Your task
Run through the records and show each line that includes the string "below".

Records for the task
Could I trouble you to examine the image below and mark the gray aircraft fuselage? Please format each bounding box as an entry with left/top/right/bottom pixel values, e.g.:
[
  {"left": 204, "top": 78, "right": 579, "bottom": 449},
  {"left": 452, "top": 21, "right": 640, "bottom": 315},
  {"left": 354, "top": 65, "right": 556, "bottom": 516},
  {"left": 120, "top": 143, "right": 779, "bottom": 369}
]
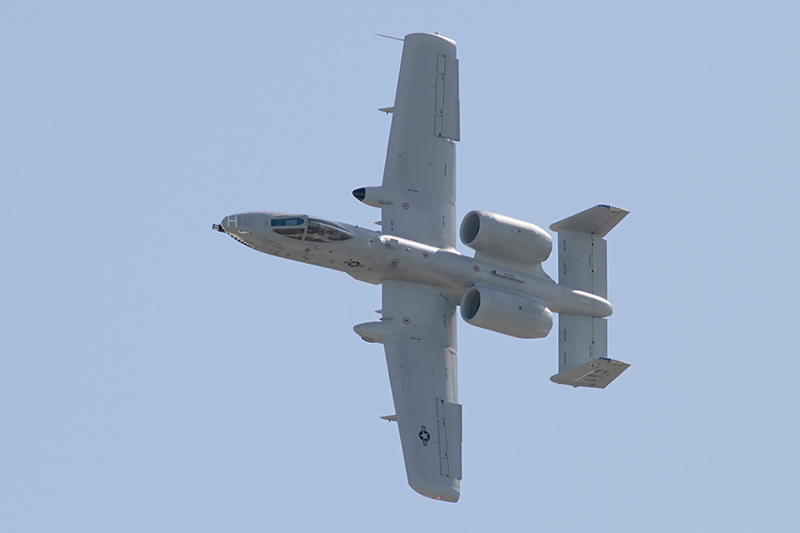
[{"left": 215, "top": 211, "right": 612, "bottom": 319}]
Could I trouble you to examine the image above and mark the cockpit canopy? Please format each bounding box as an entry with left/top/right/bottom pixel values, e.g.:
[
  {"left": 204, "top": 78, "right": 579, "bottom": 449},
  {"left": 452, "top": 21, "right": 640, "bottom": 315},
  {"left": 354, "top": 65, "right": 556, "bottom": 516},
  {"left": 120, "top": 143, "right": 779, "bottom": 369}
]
[{"left": 270, "top": 215, "right": 354, "bottom": 243}]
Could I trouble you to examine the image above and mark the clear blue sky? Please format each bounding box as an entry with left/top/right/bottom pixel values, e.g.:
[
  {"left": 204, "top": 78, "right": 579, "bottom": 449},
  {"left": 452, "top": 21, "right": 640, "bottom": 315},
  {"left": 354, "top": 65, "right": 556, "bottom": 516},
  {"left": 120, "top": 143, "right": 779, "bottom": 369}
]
[{"left": 3, "top": 2, "right": 799, "bottom": 531}]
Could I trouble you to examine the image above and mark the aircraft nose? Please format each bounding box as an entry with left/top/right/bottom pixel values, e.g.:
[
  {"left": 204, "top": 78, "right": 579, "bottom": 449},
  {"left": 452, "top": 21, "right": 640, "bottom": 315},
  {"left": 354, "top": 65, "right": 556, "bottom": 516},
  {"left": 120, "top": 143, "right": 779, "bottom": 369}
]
[
  {"left": 222, "top": 214, "right": 238, "bottom": 230},
  {"left": 212, "top": 214, "right": 238, "bottom": 233}
]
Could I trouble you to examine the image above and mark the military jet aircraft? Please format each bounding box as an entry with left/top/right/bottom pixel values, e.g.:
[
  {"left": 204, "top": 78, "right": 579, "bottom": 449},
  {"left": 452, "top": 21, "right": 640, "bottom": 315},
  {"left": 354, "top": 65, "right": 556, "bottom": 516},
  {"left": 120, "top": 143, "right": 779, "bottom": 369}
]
[{"left": 213, "top": 33, "right": 629, "bottom": 502}]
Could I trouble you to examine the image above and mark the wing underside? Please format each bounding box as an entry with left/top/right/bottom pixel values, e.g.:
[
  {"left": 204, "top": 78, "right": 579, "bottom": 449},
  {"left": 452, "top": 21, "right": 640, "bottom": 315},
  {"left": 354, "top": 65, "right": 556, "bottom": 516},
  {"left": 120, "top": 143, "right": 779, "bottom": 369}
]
[
  {"left": 381, "top": 33, "right": 460, "bottom": 248},
  {"left": 382, "top": 280, "right": 461, "bottom": 502}
]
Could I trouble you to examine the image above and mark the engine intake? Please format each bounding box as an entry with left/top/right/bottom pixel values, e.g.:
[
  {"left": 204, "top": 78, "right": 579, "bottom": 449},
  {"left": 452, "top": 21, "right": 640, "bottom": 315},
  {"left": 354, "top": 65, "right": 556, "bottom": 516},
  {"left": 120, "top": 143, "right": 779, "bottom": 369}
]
[
  {"left": 460, "top": 210, "right": 552, "bottom": 267},
  {"left": 460, "top": 284, "right": 553, "bottom": 339}
]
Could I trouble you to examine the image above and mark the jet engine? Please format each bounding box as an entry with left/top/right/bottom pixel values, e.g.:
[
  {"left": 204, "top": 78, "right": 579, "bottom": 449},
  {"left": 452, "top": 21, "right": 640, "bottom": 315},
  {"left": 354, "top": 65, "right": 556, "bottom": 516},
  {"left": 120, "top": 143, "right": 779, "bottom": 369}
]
[
  {"left": 460, "top": 284, "right": 553, "bottom": 339},
  {"left": 460, "top": 210, "right": 552, "bottom": 266}
]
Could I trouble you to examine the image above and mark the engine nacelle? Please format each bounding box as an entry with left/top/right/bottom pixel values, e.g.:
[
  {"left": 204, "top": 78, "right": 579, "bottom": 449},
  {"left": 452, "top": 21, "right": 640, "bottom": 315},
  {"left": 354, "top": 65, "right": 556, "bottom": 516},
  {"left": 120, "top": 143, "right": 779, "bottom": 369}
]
[
  {"left": 460, "top": 284, "right": 553, "bottom": 339},
  {"left": 460, "top": 210, "right": 552, "bottom": 266}
]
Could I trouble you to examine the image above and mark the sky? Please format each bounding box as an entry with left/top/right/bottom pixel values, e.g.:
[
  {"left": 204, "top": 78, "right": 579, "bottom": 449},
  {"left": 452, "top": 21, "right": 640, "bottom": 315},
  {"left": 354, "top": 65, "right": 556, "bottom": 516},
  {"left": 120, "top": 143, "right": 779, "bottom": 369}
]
[{"left": 2, "top": 1, "right": 799, "bottom": 531}]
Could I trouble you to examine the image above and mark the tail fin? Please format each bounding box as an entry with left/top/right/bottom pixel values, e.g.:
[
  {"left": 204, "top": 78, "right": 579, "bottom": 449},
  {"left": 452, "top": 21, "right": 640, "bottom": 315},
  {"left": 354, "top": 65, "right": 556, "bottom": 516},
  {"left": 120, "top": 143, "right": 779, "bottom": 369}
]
[
  {"left": 548, "top": 205, "right": 628, "bottom": 297},
  {"left": 548, "top": 205, "right": 629, "bottom": 388}
]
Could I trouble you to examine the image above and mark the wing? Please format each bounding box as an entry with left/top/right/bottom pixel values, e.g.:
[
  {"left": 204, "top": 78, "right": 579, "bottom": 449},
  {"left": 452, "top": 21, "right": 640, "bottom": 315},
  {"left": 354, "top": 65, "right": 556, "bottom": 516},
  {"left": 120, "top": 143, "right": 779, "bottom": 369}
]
[
  {"left": 382, "top": 280, "right": 461, "bottom": 502},
  {"left": 381, "top": 33, "right": 460, "bottom": 248}
]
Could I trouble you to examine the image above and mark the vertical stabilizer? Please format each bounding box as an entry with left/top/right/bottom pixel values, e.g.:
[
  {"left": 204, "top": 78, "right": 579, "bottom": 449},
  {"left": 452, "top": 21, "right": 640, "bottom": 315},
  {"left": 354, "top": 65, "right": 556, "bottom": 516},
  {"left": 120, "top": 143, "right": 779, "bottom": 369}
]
[{"left": 549, "top": 205, "right": 628, "bottom": 296}]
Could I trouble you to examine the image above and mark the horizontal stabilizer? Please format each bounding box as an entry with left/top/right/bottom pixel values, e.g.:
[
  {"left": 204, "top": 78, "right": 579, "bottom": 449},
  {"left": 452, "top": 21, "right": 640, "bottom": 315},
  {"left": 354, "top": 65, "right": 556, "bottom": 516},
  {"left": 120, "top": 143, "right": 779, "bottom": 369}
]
[
  {"left": 550, "top": 358, "right": 630, "bottom": 389},
  {"left": 381, "top": 414, "right": 398, "bottom": 422},
  {"left": 549, "top": 205, "right": 628, "bottom": 238}
]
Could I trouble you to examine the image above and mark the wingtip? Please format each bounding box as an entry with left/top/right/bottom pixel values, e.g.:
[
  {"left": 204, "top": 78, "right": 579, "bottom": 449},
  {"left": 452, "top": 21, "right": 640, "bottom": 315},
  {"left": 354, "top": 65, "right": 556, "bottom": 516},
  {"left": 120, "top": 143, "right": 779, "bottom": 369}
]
[
  {"left": 409, "top": 481, "right": 460, "bottom": 503},
  {"left": 597, "top": 204, "right": 630, "bottom": 216}
]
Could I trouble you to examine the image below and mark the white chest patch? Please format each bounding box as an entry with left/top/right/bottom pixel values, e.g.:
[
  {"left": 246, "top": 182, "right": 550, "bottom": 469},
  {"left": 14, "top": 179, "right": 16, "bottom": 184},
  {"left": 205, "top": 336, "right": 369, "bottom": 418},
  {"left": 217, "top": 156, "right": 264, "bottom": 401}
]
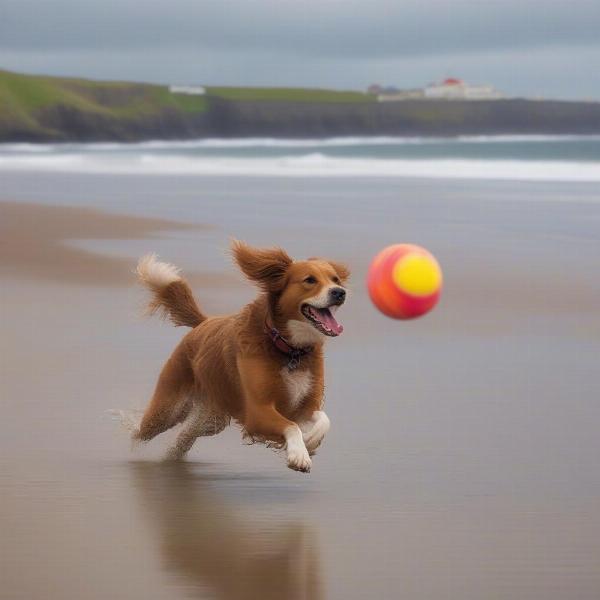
[{"left": 281, "top": 368, "right": 313, "bottom": 410}]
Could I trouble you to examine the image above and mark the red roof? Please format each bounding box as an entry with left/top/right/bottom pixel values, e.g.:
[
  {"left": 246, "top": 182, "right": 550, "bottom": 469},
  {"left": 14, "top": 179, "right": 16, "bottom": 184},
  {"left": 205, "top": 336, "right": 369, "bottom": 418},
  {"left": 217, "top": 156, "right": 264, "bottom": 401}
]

Response for this exercise
Could I trouble you to examine the image below and mark the gray aircraft fuselage? Please format each bounding box as an entry with left/top/right/bottom pixel values, e.g.:
Could I trouble you to examine the image below and mark the white chest patch? Please format each bounding box as an entry with left/top/right/bottom pixel values, e.g.:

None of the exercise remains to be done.